TASK DETAILS — Establish how many lines in the material below include the word "firefighter", then give the count alone.

ENTRIES SHOWN —
=== Begin Enclosure ===

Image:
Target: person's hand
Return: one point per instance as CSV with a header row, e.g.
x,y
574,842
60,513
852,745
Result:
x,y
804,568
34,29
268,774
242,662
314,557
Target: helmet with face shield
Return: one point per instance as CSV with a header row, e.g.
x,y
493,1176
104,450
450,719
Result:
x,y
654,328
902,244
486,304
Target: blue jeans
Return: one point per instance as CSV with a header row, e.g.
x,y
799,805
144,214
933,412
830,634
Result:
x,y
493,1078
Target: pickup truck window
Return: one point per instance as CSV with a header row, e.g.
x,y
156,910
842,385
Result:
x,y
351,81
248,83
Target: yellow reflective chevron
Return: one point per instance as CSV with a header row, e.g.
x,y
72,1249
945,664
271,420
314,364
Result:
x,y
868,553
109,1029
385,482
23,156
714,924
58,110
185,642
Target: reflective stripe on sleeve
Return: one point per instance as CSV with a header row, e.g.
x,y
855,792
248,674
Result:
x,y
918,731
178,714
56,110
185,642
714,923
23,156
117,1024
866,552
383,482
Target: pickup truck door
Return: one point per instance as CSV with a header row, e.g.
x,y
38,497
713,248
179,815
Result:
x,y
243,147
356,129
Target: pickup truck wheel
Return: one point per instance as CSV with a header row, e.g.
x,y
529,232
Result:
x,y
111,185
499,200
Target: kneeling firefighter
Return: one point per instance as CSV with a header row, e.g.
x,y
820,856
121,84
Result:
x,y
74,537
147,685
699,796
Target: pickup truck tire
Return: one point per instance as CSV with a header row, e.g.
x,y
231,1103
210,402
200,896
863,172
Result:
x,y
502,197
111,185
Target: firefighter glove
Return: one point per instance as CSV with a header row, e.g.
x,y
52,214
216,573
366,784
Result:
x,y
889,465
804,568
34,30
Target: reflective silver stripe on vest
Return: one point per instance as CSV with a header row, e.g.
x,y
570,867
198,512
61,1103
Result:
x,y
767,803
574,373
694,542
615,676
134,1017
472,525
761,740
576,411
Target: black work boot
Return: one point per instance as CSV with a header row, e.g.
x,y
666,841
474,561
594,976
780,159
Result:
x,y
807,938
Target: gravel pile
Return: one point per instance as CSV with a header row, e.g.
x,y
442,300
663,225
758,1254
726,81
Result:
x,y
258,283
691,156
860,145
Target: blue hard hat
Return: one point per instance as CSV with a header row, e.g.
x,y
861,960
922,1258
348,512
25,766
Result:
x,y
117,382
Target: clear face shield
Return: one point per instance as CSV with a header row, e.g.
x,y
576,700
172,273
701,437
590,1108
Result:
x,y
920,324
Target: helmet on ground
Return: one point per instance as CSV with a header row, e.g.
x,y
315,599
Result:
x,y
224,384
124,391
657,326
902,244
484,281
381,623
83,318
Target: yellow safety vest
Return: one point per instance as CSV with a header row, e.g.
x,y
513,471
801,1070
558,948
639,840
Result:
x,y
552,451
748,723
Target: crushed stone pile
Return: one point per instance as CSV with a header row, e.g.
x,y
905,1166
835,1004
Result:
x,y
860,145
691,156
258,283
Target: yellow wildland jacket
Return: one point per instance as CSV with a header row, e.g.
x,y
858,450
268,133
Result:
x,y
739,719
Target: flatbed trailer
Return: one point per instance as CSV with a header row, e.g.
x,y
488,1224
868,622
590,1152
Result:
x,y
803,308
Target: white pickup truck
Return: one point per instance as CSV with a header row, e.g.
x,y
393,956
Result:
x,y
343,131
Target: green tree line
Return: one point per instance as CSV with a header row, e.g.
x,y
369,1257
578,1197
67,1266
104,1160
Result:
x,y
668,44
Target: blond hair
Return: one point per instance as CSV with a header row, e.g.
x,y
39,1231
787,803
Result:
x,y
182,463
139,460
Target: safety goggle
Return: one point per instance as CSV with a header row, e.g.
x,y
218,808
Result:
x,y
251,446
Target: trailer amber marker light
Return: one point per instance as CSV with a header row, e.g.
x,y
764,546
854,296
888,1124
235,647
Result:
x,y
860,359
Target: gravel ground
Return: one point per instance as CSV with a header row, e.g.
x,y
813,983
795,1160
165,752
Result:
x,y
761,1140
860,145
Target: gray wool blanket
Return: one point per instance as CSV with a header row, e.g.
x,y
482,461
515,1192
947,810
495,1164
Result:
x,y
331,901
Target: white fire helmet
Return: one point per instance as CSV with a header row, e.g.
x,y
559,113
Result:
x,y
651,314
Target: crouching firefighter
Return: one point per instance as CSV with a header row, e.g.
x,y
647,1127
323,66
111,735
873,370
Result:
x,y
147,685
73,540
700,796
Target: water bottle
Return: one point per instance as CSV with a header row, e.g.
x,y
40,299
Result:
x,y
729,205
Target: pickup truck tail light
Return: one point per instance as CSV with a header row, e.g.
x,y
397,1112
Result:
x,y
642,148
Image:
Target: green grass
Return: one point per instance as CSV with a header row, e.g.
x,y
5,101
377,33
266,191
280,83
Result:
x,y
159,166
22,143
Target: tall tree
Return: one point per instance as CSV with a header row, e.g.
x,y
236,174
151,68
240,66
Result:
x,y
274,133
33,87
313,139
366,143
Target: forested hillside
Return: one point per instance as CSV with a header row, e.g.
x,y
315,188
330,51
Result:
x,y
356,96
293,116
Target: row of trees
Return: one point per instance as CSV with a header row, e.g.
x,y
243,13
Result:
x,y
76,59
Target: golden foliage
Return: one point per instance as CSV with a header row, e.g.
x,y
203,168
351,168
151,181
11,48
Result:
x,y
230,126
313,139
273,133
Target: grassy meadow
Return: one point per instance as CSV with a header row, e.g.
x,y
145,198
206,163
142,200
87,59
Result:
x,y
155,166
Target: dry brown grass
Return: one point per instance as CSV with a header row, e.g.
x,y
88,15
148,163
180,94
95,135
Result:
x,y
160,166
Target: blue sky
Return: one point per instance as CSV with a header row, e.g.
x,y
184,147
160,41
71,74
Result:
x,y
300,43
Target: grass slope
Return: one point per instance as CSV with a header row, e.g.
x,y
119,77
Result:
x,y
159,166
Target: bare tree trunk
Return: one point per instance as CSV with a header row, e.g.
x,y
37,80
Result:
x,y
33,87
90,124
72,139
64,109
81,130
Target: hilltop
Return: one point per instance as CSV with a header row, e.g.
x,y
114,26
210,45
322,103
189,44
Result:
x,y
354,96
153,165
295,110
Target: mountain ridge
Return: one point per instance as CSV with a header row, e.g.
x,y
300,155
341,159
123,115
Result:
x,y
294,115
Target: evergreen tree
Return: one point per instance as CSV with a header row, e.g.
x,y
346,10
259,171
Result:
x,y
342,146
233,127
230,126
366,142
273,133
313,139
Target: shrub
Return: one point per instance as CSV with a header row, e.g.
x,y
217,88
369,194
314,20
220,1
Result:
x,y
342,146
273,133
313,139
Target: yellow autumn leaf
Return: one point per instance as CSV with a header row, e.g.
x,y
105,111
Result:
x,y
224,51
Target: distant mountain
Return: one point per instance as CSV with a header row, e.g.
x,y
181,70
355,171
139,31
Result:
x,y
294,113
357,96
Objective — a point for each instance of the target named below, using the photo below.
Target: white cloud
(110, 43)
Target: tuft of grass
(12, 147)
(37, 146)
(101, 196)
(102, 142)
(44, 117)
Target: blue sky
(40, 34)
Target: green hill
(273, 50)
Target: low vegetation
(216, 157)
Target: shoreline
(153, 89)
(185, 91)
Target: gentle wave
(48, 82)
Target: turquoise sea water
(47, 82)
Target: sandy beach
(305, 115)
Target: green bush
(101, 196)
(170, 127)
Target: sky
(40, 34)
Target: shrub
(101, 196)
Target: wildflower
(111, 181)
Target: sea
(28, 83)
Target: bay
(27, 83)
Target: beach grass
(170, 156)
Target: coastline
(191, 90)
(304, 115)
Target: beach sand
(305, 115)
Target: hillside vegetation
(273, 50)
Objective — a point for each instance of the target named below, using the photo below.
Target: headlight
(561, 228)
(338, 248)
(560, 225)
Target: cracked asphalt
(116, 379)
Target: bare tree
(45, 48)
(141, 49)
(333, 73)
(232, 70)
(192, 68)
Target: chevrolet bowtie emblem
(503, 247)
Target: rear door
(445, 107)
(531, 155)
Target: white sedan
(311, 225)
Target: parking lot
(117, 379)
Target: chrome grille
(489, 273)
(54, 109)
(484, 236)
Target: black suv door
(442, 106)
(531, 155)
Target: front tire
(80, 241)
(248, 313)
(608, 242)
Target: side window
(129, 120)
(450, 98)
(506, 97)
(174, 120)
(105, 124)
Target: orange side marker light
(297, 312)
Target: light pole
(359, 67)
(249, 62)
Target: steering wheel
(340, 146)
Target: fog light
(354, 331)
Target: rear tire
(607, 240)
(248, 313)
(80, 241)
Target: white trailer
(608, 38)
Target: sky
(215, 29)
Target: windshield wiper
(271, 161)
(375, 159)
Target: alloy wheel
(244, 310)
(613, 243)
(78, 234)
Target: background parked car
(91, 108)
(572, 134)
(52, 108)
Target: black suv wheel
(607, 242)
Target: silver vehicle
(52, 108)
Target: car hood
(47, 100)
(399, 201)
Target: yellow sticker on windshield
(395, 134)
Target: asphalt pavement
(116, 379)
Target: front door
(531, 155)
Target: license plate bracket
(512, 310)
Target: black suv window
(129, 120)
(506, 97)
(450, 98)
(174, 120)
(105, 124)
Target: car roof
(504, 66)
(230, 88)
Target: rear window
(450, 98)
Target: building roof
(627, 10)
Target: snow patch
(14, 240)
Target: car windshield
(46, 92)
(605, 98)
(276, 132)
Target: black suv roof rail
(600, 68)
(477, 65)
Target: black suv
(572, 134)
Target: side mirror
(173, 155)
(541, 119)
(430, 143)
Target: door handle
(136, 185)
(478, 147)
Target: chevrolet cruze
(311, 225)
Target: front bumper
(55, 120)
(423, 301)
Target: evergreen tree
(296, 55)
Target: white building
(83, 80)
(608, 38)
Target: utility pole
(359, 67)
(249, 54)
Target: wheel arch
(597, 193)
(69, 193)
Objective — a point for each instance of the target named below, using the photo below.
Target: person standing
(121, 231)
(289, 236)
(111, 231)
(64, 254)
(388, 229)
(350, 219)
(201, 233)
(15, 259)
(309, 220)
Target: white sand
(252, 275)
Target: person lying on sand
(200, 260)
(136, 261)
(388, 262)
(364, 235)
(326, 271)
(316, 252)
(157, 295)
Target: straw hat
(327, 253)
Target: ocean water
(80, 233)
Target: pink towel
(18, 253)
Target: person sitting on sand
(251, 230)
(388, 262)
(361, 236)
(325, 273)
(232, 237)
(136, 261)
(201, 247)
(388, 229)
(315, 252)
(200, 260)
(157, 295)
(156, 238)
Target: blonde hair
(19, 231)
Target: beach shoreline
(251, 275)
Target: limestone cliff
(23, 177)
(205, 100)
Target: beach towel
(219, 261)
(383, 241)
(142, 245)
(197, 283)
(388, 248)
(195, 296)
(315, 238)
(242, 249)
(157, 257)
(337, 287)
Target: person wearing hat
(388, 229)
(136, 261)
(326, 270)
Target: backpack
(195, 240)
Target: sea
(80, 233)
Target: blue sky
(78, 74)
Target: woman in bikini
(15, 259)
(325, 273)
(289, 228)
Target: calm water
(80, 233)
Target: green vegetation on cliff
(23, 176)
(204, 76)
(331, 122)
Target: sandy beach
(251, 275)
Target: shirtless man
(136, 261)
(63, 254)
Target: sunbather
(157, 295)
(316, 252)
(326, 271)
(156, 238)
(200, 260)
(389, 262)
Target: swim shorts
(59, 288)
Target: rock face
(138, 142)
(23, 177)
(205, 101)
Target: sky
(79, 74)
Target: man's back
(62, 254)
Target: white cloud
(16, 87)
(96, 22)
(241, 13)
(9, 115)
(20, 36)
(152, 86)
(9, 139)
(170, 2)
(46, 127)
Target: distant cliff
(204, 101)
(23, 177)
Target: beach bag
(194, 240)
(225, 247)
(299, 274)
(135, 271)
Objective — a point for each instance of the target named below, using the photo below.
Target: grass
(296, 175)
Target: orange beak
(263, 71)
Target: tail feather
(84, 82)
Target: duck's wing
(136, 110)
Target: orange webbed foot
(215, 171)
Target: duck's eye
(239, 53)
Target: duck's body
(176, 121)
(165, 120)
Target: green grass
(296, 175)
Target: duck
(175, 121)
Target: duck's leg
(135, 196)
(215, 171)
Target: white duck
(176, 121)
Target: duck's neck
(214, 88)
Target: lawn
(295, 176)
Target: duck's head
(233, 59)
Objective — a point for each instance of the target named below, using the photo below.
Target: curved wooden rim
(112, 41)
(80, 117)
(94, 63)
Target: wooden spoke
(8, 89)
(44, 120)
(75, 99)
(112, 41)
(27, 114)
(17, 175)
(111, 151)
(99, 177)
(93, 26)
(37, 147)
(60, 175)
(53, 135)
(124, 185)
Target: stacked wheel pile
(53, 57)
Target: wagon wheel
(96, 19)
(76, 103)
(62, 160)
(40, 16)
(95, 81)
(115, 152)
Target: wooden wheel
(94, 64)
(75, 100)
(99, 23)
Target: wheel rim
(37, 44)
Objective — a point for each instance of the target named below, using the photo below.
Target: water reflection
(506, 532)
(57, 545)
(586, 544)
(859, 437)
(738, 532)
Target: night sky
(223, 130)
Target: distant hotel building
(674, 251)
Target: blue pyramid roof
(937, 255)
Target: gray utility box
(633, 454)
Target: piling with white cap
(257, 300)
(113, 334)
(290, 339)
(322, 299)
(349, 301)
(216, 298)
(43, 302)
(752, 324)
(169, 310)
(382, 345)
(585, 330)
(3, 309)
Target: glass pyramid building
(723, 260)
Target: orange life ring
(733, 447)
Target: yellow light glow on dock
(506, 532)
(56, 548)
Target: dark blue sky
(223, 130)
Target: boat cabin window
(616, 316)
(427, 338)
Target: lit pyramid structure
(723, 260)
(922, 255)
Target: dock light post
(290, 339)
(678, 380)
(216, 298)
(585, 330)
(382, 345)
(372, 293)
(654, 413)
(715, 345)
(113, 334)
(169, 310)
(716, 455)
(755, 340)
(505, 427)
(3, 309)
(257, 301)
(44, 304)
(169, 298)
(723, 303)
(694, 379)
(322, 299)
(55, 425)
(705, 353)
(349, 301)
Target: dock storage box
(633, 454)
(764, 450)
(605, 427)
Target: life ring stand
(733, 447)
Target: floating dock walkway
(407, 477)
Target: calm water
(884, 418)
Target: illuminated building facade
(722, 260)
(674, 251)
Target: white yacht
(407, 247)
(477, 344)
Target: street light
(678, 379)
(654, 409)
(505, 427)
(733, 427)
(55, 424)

=== End Enclosure ===

YOUR RESPONSE — 3